-- START OF PROVIDED RECORDS --

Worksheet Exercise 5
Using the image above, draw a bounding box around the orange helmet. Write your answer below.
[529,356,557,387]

-- END OF PROVIDED RECORDS --
-- START OF PROVIDED RECORDS --

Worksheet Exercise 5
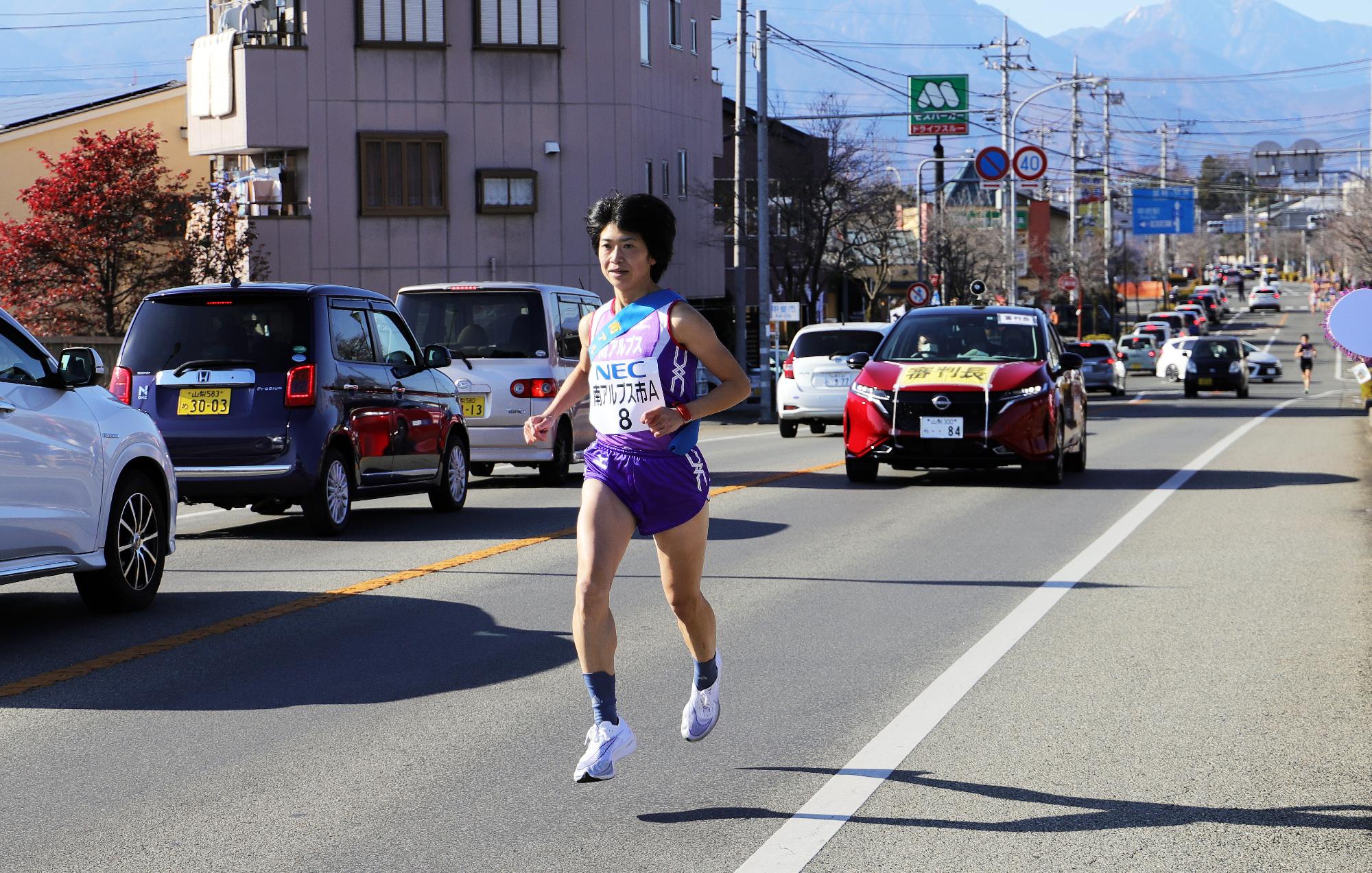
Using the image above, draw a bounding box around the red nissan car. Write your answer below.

-- END OF PROVIDED RECORDS --
-- START OF PROVIDED RECORDS --

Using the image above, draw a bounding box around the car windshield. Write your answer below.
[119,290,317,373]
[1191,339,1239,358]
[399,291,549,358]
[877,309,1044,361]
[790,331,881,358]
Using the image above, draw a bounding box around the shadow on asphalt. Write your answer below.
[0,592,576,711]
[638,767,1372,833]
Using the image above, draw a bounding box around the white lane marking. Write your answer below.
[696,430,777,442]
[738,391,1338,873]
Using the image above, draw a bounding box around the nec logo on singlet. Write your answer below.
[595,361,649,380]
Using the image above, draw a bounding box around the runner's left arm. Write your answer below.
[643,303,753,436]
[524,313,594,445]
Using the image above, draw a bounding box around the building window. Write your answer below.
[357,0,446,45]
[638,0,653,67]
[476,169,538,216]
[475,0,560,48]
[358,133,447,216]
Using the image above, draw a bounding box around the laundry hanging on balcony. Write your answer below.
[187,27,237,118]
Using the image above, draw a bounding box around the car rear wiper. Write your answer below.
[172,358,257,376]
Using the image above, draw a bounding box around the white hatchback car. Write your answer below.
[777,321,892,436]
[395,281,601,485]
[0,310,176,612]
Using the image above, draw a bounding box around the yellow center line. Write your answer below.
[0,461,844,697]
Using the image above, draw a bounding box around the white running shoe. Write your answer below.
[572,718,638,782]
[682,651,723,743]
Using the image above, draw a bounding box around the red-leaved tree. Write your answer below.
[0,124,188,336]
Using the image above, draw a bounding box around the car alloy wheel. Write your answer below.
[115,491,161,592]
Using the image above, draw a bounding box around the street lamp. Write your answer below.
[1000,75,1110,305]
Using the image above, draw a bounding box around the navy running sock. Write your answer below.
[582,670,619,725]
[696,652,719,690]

-- END OF PROVIDED RECORDS --

**GOAL**
Reproduce the lines of the material above, from the line with "shoe. Write your answer below." up to and including the line with "[696,652,719,690]", without any changes.

**TASK OUTPUT**
Using the image above, draw a bounding box around the white running shoe. Write your answer below.
[572,718,638,782]
[682,651,723,743]
Using the image above, draw a bounding box around the red-leaved tree. Write your answer below.
[0,124,188,336]
Using the image above, draw a bounding box around the car alloy wheel. Write your answer below.
[115,491,161,592]
Using the image above, draw a bounding box around the street lamp. Write your answer below.
[1000,75,1110,305]
Using the image above, draw a bounding box around the navy running sock. Write your answer below.
[582,670,619,725]
[696,652,719,690]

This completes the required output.